> _ANFORDERUNGEN_
Gib den Dialog über die Rückkehr aus dem Urlaub vollständig und Wort für Wort wieder.

> _BEREITGESTELLTER AUSZUG_
^^^^

Na, Dennis, wie froh bist Du denn, dass endlich wieder Alltag herrscht und Dein Leben wieder einen Sinn hat?
Es ist echt ganz toll, wieder mit Dir zu arbeiten. Ich habe im Urlaub auf Mallorca an nichts anderes gedacht, außer: Hoffentlich ist das Ganze hier bald vorbei und ich kann endlich wieder arbeiten. Dieses ständige Rumhängen im Urlaub ging Dir doch auch bestimmt gehörig auf den Senkel.
Total, irgendwann habe ich angefangen, aus lauter Langeweile einen Spielbericht über eine imaginäre Fußballpartie zu schreiben. Und anschließend hab ich die entscheidenden Szenen mit meinen Kindern zwecks passender Bebilderung am dänischen Strand nachgestellt.
Aber ich hoffe, Dir ging es sonst ganz gut und Du hast Deinen Urlaub genossen.
Na klar. Ich glaube und hoffe, wir müssen unseren Leserinnen und Lesern jetzt auch nicht noch einmal auf die pure Ironie in den vorangegangen Zeilen hinweisen, oder? Jeder wird es verstehen, wenn wir sagen: Es geht auch mal ohne Arbeit ganz gut. Aber was ich erstaunlich finde, ist, dass ich jedes Mal merke, wenn es wieder los geht, was für einen tollen Beruf wir doch haben. Und das sage ich, obwohl ich jetzt wieder mit Ihnen auskommen muss, Herr Schott.
Der letzte Satz war jetzt aber wieder die pure Ironie, Herr Dohr. Und wenn nicht, dann war das sehr gemein. Das merke ich mir! Wenn Sie ehrlich zu sich und unseren Leserinnen und Lesern wären, würden Sie zugeben, dass Sie mich ganz schön vermisst haben. Und bevor Sie jetzt etwas dazu sagen, gebe ich (zähneknirschend) zu, dass dies auf Gegenseitigkeit beruht. Aber genug der Sentimentalitäten, lass uns fachlich werden und sprechen über ...

^^^^

> _DATEN_
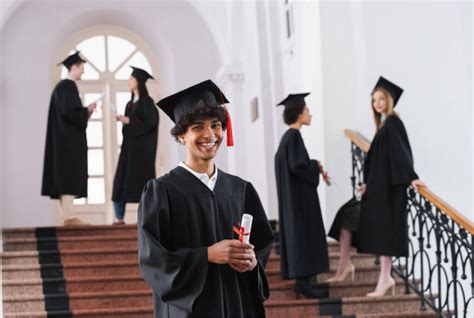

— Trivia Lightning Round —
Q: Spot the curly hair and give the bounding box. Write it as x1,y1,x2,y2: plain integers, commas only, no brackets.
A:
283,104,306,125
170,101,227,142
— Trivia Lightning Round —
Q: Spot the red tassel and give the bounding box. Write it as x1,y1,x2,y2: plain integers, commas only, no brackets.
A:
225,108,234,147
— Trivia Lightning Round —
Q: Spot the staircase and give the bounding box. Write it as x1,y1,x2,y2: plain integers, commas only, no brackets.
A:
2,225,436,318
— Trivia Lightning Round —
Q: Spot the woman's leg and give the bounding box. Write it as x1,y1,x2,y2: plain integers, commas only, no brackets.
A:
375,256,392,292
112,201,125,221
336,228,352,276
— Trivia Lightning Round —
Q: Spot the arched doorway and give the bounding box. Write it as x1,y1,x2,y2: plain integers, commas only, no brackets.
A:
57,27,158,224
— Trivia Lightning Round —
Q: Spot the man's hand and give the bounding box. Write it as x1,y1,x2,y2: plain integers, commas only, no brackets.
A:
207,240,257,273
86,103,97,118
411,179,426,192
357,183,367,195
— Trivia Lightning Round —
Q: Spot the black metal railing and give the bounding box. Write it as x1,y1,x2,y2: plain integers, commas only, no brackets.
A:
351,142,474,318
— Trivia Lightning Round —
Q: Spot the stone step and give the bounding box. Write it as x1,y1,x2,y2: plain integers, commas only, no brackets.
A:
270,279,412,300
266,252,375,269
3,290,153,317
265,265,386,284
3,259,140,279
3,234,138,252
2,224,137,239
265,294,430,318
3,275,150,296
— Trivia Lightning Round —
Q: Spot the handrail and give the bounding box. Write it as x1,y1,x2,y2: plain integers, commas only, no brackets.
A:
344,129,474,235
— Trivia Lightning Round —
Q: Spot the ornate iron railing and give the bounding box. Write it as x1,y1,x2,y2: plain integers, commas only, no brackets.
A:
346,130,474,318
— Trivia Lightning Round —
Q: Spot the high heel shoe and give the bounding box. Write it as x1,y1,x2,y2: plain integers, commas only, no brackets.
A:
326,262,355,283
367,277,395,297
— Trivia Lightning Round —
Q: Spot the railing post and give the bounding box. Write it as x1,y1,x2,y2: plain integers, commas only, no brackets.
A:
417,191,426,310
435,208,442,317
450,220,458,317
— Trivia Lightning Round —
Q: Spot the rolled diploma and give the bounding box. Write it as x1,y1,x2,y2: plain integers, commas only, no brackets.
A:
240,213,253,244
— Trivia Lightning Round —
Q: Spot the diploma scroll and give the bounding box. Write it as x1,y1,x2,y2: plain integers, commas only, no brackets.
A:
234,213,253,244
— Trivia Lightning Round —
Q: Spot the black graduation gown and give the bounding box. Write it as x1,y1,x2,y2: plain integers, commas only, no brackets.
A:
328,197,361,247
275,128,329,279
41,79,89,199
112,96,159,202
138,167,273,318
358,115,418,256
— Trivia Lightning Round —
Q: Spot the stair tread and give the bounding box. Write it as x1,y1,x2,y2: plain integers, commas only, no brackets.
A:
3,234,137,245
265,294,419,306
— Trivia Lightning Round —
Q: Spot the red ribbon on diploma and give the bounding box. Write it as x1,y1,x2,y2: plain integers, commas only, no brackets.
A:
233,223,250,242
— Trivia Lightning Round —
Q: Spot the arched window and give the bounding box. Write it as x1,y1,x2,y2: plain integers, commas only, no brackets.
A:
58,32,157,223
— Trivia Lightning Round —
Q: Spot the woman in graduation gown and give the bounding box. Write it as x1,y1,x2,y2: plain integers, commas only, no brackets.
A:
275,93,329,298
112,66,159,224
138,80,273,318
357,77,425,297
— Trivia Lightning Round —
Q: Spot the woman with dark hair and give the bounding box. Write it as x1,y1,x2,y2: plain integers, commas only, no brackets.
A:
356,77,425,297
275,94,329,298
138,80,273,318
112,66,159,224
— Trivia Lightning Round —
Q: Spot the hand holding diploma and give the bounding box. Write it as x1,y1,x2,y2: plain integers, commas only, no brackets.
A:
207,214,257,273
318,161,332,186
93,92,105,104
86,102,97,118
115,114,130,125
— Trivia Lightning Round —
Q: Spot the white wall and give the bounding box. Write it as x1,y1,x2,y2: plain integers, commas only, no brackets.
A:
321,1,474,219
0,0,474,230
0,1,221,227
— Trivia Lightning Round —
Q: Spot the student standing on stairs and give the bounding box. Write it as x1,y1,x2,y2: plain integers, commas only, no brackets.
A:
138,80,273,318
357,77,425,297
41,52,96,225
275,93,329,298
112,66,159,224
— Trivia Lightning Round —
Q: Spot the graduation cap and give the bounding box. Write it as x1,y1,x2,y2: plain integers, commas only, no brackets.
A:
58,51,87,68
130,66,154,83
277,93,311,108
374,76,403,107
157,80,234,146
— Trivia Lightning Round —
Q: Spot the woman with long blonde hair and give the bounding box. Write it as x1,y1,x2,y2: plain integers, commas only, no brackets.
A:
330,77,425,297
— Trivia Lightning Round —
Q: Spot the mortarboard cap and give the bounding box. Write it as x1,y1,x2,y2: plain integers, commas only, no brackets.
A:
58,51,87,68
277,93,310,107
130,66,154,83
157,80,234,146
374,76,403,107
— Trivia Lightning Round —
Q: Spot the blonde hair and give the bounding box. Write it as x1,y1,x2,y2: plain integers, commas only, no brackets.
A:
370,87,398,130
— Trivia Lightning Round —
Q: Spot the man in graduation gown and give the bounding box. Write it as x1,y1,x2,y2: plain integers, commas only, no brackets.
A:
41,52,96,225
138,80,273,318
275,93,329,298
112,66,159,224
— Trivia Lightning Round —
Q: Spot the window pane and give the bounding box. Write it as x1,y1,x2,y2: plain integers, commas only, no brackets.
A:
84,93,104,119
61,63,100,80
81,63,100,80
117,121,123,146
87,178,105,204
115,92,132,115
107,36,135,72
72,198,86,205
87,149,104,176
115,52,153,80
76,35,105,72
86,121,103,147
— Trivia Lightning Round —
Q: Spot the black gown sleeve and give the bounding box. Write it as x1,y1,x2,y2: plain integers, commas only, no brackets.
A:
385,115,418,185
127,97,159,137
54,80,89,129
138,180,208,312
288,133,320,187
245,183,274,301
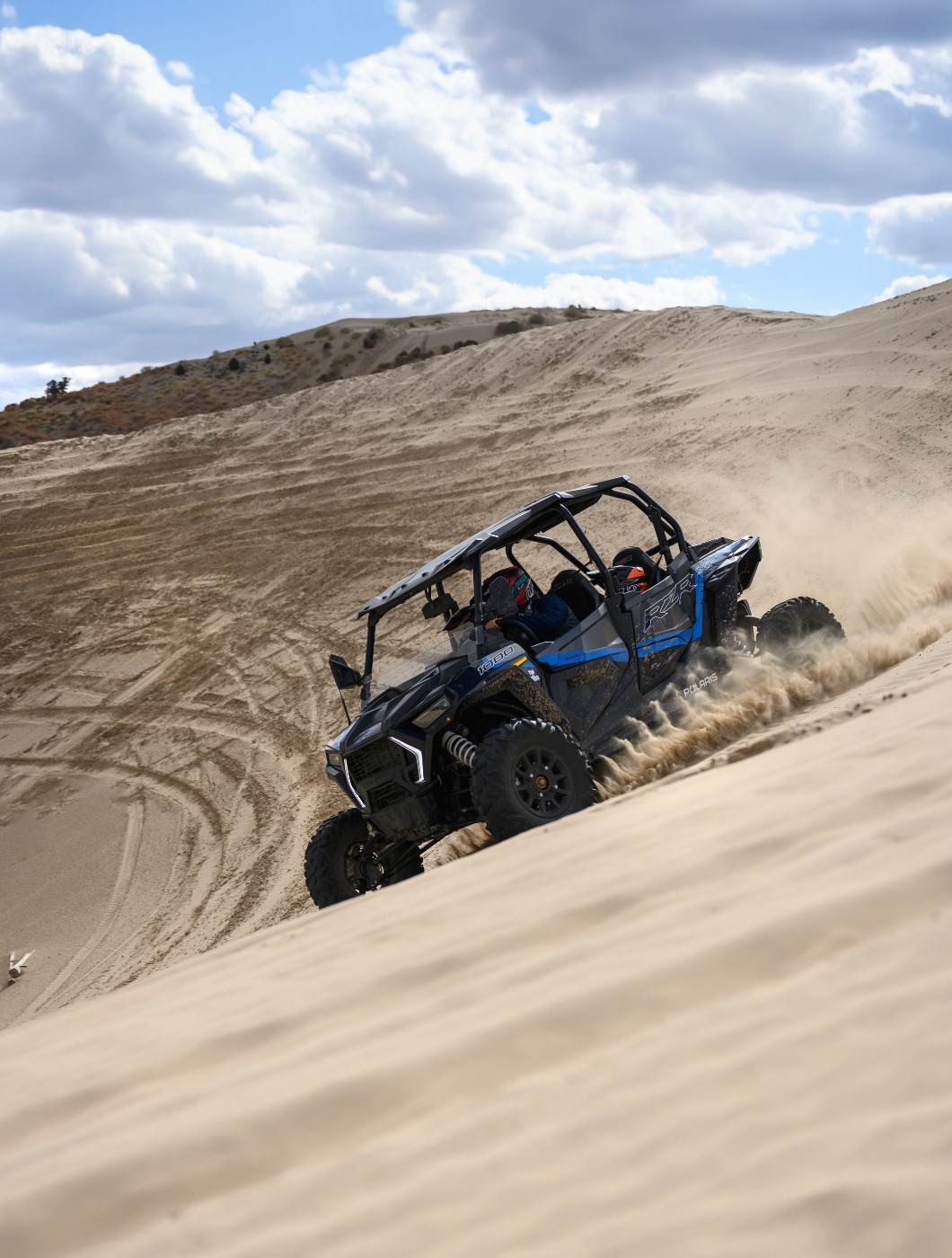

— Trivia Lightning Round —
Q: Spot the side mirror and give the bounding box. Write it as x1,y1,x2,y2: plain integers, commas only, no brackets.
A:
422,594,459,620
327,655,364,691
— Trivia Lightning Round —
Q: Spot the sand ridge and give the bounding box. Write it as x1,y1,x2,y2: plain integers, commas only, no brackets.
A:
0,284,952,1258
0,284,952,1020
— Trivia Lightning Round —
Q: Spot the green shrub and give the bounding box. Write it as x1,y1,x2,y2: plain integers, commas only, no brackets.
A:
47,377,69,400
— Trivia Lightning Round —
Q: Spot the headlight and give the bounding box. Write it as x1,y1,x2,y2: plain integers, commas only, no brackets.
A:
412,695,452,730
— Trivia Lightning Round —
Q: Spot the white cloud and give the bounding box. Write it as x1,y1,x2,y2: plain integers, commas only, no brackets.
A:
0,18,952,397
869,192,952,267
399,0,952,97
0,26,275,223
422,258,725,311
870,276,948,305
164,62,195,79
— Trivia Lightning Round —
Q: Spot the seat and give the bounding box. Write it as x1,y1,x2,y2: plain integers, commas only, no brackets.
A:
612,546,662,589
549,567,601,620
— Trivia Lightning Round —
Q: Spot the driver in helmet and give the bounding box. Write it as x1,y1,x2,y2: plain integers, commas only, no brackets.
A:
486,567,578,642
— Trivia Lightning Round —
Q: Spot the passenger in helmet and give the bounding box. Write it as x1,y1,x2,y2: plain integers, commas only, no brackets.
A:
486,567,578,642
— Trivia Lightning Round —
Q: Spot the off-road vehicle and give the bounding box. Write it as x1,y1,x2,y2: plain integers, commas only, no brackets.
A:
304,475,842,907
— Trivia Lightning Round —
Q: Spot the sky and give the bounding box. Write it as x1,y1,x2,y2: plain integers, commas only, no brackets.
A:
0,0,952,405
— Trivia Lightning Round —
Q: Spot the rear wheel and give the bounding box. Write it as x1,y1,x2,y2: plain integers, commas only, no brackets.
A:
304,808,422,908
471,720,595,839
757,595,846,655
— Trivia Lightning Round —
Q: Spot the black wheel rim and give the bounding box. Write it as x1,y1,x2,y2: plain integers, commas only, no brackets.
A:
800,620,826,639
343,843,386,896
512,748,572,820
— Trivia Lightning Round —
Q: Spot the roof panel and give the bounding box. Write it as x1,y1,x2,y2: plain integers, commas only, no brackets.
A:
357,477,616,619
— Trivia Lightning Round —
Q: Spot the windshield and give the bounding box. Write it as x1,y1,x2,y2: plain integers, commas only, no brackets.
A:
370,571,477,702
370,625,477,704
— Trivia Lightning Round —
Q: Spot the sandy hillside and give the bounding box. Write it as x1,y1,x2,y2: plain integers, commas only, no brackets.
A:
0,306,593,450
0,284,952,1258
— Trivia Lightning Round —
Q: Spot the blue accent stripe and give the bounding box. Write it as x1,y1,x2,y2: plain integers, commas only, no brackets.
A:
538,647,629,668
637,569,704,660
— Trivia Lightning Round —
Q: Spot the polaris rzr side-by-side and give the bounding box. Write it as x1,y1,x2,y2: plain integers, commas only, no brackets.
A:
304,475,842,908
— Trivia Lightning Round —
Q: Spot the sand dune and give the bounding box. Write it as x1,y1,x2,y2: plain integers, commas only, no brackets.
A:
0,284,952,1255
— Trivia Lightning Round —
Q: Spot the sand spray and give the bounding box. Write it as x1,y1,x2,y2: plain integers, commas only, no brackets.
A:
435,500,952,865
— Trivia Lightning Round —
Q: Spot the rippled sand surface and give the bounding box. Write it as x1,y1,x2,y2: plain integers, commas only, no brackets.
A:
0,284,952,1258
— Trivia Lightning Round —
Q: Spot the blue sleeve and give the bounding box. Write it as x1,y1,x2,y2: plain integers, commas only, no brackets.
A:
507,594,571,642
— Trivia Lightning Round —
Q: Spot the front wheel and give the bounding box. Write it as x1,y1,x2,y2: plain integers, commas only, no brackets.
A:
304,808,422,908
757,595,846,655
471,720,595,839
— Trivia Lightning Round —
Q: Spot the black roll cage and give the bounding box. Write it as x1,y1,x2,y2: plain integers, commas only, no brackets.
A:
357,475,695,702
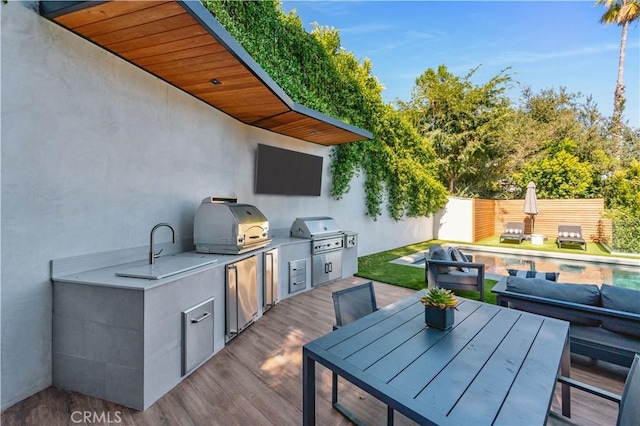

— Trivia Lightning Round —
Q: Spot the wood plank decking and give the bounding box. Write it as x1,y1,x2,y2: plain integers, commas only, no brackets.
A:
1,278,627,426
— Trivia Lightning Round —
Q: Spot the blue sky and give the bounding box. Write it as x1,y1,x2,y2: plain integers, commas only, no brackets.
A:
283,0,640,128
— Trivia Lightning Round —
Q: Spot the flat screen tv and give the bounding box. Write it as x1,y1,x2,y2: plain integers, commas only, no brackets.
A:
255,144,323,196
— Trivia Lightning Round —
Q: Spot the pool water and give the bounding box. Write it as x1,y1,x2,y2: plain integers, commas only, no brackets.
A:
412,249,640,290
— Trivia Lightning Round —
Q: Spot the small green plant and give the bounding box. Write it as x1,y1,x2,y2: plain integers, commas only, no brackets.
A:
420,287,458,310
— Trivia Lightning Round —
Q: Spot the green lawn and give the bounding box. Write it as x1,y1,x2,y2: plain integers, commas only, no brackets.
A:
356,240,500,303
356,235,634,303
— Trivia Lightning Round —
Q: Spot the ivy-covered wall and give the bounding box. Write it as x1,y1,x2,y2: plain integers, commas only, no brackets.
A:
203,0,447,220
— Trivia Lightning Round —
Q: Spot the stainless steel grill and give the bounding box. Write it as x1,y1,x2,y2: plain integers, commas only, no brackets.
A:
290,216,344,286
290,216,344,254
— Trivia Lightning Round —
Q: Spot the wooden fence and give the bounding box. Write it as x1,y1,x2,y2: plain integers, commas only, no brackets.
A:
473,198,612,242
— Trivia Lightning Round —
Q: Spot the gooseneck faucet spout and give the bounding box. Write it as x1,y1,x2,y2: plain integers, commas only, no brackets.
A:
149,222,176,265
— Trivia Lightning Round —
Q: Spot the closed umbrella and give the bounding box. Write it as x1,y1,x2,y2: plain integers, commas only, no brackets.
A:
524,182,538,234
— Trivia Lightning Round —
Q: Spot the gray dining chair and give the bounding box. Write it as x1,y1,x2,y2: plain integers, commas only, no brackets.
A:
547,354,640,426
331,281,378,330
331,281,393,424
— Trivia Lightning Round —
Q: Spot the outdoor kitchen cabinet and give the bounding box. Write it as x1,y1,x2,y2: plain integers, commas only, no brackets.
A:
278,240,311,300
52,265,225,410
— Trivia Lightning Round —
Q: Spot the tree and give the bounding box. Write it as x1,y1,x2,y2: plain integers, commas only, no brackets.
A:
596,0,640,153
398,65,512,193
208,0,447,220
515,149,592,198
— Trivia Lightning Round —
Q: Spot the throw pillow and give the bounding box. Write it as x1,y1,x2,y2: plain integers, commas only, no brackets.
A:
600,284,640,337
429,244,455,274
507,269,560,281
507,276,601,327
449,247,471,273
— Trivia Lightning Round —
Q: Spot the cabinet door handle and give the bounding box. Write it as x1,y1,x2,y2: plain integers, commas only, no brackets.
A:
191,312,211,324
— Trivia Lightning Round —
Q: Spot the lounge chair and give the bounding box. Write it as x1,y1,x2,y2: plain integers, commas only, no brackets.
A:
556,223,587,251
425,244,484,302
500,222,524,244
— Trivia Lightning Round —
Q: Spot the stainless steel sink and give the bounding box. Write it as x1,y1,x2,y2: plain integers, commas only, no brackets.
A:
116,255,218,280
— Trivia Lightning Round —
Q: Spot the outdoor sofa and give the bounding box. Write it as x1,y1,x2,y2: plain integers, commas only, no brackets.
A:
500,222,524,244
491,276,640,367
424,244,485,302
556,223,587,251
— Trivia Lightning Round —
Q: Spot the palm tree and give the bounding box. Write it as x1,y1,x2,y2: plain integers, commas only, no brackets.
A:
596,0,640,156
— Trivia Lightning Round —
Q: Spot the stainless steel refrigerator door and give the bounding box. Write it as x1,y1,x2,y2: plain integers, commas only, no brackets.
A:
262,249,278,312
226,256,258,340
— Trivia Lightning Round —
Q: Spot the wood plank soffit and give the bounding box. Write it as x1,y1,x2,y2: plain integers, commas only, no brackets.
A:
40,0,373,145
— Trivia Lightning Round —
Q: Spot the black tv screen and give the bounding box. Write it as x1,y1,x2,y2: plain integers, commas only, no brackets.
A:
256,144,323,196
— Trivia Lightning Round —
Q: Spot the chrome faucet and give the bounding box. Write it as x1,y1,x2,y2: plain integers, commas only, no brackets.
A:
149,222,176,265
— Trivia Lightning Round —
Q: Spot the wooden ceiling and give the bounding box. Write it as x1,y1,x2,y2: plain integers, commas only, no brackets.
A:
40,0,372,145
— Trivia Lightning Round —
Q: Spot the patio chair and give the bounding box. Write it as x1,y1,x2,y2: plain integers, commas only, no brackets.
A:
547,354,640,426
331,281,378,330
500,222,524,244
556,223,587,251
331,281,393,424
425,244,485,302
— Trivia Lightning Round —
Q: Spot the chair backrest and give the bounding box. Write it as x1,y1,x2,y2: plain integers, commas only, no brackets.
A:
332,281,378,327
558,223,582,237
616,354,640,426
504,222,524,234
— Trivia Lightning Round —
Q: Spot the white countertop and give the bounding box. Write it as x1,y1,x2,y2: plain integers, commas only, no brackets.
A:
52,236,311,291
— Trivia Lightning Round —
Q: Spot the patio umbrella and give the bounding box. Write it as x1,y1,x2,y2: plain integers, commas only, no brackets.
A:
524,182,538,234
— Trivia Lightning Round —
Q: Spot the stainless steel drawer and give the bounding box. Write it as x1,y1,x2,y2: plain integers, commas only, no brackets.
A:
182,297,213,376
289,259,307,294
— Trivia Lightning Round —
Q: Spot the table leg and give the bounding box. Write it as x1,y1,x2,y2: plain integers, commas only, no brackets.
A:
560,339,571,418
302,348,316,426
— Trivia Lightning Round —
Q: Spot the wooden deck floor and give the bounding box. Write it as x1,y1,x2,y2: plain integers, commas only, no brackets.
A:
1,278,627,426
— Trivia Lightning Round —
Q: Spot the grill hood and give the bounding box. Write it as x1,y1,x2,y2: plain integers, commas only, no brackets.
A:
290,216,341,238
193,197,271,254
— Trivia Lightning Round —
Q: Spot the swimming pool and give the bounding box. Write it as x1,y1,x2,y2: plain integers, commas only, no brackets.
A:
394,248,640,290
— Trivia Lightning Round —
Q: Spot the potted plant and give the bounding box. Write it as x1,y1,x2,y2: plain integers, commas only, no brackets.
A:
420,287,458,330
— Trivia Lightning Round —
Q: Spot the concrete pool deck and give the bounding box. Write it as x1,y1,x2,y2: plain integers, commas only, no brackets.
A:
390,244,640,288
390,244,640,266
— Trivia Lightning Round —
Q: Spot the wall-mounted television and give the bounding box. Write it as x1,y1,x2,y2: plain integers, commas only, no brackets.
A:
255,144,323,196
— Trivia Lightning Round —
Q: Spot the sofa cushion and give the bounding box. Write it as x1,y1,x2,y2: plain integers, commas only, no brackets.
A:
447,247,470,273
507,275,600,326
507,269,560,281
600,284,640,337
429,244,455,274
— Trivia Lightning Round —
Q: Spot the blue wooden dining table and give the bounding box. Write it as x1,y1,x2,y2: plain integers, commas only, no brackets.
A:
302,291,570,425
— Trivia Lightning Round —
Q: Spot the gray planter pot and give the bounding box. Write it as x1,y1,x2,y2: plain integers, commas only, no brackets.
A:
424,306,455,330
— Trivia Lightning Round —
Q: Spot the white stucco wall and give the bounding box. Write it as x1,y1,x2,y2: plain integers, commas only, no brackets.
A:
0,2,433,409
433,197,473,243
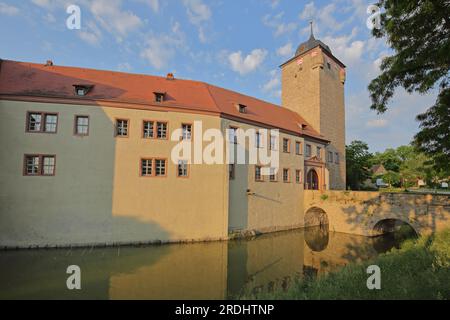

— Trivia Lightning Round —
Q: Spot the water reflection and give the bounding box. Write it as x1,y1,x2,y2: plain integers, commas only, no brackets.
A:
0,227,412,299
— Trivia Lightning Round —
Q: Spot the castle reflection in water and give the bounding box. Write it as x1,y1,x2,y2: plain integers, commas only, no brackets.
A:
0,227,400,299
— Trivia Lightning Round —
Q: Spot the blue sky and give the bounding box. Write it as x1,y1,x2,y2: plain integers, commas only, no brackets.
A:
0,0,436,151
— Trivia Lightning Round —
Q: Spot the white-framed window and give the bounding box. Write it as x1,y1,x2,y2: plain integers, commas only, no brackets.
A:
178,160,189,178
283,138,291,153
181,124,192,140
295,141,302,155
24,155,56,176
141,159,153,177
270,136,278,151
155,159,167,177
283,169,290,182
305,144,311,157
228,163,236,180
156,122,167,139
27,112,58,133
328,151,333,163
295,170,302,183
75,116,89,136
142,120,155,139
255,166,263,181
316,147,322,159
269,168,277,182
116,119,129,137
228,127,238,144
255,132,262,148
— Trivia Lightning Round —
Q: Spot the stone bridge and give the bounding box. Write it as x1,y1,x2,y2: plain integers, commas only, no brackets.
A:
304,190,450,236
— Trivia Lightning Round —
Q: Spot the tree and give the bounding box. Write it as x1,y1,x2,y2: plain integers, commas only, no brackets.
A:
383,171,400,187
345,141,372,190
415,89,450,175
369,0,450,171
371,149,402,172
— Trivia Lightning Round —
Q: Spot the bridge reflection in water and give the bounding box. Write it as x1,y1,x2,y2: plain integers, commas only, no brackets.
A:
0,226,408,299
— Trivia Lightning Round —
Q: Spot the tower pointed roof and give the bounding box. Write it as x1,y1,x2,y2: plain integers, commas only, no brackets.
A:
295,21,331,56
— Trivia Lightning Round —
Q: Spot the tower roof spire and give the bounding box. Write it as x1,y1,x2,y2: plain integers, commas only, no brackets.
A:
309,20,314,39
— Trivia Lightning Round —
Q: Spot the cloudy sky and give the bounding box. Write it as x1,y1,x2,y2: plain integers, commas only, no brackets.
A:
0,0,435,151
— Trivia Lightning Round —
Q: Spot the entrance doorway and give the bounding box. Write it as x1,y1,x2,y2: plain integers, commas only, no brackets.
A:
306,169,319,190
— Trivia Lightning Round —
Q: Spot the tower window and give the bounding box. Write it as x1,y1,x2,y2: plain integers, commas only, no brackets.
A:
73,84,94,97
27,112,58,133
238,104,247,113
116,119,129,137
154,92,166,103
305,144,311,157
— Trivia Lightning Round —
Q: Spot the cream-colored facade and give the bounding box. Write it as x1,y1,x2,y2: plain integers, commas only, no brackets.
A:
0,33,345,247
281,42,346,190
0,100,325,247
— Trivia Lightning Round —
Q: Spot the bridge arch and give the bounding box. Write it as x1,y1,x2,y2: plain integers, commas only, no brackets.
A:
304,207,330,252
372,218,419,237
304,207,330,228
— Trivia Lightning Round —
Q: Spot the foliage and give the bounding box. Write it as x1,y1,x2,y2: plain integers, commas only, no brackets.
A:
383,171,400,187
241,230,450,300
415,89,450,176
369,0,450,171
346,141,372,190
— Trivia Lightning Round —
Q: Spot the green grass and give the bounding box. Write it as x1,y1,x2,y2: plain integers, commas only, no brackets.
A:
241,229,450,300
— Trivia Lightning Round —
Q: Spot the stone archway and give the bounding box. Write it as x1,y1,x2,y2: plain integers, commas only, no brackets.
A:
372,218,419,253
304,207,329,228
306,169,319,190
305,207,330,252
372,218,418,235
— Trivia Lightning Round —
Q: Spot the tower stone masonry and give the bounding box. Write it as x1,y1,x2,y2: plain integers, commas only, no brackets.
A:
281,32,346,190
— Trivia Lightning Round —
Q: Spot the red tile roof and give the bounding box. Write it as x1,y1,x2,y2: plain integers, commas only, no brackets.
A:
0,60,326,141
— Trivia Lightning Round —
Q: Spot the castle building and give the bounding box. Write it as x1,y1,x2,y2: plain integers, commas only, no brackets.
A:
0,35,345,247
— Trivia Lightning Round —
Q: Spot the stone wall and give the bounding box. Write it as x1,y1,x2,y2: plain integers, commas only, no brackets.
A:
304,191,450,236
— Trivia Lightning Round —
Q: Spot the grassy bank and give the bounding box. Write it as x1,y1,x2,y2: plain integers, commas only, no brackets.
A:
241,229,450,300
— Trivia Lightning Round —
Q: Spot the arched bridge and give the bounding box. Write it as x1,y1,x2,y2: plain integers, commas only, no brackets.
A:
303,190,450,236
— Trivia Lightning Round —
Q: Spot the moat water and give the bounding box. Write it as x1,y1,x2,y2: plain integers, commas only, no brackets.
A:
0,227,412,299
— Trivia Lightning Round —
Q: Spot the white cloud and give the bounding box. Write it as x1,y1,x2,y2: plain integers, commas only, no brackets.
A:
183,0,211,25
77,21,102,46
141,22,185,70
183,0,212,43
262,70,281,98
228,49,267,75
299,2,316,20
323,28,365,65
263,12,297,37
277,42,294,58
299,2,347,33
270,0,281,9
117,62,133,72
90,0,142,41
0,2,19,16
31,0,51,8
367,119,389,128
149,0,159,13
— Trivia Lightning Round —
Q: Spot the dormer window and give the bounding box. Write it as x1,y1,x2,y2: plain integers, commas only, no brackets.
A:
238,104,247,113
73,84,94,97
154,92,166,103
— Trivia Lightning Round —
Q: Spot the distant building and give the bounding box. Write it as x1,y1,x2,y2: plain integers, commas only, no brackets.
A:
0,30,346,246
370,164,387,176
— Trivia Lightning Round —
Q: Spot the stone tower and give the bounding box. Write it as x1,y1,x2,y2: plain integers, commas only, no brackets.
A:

^^^^

> _ERGEBNIS DER AUFGABE_
Na, Dennis, wie froh bist Du denn, dass endlich wieder Alltag herrscht und Dein Leben wieder einen Sinn hat?
Es ist echt ganz toll, wieder mit Dir zu arbeiten. Ich habe im Urlaub auf Mallorca an nichts anderes gedacht, außer: Hoffentlich ist das Ganze hier bald vorbei und ich kann endlich wieder arbeiten. Dieses ständige Rumhängen im Urlaub ging Dir doch auch bestimmt gehörig auf den Senkel.
Total, irgendwann habe ich angefangen, aus lauter Langeweile einen Spielbericht über eine imaginäre Fußballpartie zu schreiben. Und anschließend hab ich die entscheidenden Szenen mit meinen Kindern zwecks passender Bebilderung am dänischen Strand nachgestellt.
Aber ich hoffe, Dir ging es sonst ganz gut und Du hast Deinen Urlaub genossen.
Na klar. Ich glaube und hoffe, wir müssen unseren Leserinnen und Lesern jetzt auch nicht noch einmal auf die pure Ironie in den vorangegangen Zeilen hinweisen, oder? Jeder wird es verstehen, wenn wir sagen: Es geht auch mal ohne Arbeit ganz gut. Aber was ich erstaunlich finde, ist, dass ich jedes Mal merke, wenn es wieder los geht, was für einen tollen Beruf wir doch haben. Und das sage ich, obwohl ich jetzt wieder mit Ihnen auskommen muss, Herr Schott.
Der letzte Satz war jetzt aber wieder die pure Ironie, Herr Dohr. Und wenn nicht, dann war das sehr gemein. Das merke ich mir! Wenn Sie ehrlich zu sich und unseren Leserinnen und Lesern wären, würden Sie zugeben, dass Sie mich ganz schön vermisst haben. Und bevor Sie jetzt etwas dazu sagen, gebe ich (zähneknirschend) zu, dass dies auf Gegenseitigkeit beruht. Aber genug der Sentimentalitäten, lass uns fachlich werden und sprechen über ...